WHAT TO WORK ON: Retype all the data word for word.

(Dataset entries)

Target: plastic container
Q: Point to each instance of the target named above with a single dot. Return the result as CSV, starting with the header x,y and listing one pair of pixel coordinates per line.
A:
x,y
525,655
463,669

EXERCISE OUTPUT:
Target: plastic container
Q: Point to each instance of the target named above with a single dot. Return the result as CSV, starting with the header x,y and listing one pair of pixel coordinates per line.
A:
x,y
525,655
463,669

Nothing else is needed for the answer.